[Records from a collection]
++++++++++++++++++++

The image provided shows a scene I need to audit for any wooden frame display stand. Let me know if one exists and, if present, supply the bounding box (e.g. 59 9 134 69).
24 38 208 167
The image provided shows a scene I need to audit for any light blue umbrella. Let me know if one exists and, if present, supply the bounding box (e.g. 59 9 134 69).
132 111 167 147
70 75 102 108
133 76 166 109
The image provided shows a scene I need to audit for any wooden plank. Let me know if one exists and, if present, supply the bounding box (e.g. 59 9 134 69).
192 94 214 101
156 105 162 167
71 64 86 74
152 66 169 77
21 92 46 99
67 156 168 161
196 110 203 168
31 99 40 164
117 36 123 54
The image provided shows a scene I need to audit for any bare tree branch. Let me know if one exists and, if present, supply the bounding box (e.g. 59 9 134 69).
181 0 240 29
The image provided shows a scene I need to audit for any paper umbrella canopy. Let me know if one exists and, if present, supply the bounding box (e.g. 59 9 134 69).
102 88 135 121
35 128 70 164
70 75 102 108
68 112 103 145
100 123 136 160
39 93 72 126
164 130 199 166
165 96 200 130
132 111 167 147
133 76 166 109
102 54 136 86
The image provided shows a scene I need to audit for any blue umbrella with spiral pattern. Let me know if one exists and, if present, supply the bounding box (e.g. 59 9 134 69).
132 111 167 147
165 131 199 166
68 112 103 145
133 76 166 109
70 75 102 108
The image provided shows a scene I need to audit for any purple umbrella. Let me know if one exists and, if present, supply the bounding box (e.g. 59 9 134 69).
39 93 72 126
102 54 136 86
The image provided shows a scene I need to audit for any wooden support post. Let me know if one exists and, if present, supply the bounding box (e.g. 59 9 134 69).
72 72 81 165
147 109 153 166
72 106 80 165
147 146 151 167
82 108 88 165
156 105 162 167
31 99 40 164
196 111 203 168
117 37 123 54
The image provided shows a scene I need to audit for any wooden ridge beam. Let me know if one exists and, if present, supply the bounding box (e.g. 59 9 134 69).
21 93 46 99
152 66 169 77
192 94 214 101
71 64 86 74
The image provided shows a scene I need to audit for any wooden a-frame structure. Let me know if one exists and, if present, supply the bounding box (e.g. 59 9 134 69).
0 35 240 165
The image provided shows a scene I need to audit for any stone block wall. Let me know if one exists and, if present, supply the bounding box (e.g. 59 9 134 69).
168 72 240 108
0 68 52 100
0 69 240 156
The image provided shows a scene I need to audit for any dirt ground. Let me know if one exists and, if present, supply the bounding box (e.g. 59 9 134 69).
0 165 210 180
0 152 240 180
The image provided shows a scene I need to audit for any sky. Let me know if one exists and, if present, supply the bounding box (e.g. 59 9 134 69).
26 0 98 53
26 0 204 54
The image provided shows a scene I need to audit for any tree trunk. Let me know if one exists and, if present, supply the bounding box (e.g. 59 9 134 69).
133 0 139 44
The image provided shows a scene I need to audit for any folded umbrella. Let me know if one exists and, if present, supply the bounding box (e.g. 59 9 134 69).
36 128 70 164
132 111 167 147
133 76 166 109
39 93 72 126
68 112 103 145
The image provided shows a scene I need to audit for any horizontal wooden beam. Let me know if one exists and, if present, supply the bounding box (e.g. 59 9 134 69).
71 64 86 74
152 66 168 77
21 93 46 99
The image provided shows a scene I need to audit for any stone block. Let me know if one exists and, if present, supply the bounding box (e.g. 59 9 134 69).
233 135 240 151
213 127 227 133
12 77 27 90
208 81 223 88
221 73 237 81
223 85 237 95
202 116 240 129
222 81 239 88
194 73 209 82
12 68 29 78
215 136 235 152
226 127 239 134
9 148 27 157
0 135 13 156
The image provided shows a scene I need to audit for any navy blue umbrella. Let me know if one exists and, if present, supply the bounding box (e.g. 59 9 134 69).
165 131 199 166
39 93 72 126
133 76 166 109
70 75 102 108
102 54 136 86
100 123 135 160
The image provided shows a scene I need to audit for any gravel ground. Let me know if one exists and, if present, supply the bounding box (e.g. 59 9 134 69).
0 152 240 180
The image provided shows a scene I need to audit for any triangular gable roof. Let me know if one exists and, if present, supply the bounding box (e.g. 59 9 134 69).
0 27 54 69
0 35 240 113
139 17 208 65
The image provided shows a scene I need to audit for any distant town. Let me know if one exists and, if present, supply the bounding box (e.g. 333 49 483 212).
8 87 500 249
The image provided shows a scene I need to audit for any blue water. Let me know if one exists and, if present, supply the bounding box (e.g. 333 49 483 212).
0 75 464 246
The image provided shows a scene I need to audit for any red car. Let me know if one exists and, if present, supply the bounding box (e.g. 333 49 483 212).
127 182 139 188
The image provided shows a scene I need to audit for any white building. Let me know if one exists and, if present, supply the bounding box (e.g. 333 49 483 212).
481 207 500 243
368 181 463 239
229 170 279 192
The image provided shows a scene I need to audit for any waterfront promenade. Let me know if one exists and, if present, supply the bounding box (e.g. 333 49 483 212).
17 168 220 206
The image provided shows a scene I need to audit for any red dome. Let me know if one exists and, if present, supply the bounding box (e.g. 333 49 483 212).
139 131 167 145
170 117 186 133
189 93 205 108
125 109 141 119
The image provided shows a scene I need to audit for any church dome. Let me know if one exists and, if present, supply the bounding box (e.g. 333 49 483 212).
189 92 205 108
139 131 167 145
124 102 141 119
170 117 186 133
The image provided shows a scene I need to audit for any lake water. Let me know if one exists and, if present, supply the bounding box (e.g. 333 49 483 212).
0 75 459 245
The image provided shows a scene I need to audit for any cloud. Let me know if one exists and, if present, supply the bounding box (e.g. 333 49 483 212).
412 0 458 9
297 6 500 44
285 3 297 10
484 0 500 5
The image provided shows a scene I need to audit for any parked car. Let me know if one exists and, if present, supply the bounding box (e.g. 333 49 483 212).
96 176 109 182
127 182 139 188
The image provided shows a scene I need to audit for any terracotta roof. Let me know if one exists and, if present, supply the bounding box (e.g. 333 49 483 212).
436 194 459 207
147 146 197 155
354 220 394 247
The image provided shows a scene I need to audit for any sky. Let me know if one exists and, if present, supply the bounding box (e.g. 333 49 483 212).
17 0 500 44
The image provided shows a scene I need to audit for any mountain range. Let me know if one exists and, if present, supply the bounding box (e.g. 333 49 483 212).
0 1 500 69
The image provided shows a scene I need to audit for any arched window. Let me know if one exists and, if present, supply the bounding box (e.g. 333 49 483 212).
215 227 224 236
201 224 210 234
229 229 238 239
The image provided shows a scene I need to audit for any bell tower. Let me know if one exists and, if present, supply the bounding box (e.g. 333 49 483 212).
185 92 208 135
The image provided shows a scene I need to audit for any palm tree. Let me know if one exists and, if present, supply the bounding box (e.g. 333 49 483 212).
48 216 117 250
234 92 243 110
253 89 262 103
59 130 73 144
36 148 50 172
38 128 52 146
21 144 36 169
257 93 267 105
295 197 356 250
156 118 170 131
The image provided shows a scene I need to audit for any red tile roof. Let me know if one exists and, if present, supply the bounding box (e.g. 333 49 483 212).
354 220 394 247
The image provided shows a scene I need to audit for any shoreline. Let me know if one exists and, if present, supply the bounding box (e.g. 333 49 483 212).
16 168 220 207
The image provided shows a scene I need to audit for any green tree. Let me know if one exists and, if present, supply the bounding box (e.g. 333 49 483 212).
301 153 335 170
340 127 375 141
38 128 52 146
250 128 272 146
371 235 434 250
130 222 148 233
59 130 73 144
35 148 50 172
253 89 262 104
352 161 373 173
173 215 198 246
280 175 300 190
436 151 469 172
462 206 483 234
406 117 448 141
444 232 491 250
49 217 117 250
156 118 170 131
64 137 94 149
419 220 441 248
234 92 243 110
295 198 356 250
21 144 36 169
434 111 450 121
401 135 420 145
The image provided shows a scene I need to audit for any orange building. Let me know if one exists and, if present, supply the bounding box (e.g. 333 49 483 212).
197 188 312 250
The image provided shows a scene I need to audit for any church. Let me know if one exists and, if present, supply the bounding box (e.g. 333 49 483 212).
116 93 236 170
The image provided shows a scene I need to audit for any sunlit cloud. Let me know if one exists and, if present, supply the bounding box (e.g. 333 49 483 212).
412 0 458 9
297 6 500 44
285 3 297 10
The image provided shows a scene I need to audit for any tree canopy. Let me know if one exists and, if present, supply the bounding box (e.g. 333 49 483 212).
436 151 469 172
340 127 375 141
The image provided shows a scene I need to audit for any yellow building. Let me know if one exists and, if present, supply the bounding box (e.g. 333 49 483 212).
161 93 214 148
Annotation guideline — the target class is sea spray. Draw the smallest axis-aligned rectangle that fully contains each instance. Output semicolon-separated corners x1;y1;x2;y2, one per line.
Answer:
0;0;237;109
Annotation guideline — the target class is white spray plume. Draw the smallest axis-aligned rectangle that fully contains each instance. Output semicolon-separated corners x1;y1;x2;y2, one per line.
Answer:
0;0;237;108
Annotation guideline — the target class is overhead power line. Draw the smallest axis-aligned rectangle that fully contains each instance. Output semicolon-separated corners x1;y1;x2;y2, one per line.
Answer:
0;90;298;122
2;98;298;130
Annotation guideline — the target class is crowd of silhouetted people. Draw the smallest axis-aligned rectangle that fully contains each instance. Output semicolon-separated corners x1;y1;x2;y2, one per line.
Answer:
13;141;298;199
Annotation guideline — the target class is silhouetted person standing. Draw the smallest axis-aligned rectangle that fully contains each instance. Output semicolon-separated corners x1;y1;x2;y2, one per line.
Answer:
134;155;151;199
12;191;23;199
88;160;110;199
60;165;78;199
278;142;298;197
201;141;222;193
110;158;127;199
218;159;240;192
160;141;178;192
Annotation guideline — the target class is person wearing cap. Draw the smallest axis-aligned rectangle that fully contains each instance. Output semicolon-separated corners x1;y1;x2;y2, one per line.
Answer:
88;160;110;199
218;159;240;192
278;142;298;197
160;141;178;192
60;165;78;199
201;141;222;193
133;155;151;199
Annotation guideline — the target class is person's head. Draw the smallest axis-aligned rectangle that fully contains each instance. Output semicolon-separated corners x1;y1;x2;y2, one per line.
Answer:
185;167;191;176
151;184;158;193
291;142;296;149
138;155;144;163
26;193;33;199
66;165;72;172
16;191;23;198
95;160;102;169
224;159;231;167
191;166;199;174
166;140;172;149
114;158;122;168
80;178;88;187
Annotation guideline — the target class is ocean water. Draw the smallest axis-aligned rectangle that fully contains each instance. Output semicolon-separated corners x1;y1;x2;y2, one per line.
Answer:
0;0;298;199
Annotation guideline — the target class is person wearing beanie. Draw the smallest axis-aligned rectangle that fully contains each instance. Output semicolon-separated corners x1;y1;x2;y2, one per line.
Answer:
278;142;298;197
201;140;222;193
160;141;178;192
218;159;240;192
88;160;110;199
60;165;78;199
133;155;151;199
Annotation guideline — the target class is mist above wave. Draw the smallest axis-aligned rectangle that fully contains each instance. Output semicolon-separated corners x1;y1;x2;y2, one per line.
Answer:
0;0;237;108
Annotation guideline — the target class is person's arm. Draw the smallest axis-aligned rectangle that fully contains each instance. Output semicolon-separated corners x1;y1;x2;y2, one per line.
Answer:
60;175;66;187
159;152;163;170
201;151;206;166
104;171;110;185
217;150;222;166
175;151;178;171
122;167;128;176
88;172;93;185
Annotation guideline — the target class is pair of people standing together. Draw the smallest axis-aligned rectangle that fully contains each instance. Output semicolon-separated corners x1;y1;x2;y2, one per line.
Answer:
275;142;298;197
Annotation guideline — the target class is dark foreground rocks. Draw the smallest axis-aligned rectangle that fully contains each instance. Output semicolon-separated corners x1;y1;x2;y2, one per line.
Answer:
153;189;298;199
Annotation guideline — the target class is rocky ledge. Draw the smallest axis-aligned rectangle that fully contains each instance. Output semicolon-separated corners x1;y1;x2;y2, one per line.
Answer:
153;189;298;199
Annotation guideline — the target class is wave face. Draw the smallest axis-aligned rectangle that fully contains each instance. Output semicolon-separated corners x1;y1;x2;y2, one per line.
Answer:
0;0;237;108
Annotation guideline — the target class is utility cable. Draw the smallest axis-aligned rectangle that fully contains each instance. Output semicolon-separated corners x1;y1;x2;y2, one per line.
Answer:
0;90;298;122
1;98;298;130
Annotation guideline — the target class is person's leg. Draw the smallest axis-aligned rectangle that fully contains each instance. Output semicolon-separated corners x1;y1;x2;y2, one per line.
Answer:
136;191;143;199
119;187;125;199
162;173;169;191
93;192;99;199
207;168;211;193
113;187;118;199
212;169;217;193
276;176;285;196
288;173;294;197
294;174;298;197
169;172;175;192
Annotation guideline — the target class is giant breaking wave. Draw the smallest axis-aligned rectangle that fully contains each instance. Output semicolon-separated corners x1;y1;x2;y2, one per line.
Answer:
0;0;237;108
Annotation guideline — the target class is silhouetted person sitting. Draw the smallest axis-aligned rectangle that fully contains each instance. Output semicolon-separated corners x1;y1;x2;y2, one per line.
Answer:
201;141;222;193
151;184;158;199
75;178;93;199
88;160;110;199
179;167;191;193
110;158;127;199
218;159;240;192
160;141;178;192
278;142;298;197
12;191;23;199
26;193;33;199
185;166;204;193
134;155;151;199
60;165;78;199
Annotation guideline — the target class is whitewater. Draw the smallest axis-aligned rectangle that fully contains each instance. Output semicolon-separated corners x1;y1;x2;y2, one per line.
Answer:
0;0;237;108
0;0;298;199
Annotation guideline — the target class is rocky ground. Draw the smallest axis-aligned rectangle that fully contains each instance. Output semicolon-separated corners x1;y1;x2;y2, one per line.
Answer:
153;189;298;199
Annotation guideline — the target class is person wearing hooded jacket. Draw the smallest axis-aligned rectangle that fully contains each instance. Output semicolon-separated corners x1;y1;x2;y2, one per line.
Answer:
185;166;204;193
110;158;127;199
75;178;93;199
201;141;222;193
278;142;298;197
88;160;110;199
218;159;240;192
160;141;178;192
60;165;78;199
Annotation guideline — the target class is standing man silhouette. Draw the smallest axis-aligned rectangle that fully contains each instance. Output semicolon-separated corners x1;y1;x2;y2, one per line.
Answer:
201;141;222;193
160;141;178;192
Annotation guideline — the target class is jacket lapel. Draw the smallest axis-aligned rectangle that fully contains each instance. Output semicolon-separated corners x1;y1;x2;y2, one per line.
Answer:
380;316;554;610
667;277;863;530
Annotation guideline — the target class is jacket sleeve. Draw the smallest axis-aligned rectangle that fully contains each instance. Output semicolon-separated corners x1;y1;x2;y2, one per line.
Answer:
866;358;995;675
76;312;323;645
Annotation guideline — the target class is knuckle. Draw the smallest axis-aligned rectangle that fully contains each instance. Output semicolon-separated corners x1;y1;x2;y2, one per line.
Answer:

++++++++++++++++++++

**The task:** Please copy the data above without any changes, from the line containing "any stone block." through the line containing "100 123 135 160", including both of those lines.

**Complete answer:**
The image provided shows a scene I need to audit for any stone block. Let me know if one exists and, if present, supply the bounding box (e.g. 59 9 134 69).
233 135 240 151
213 127 227 133
12 77 27 90
208 81 223 88
221 73 237 81
223 85 237 95
202 116 240 129
222 81 239 88
194 73 209 82
12 68 29 78
215 136 235 152
226 127 239 134
9 148 27 157
0 135 13 156
The image provided shows a scene I need to audit for any navy blue umbrella. Let me know if one exists and, if present, supply the bounding box (e.g. 59 9 134 69).
165 131 199 166
39 93 72 126
133 76 166 109
70 75 102 108
102 54 136 86
100 123 135 160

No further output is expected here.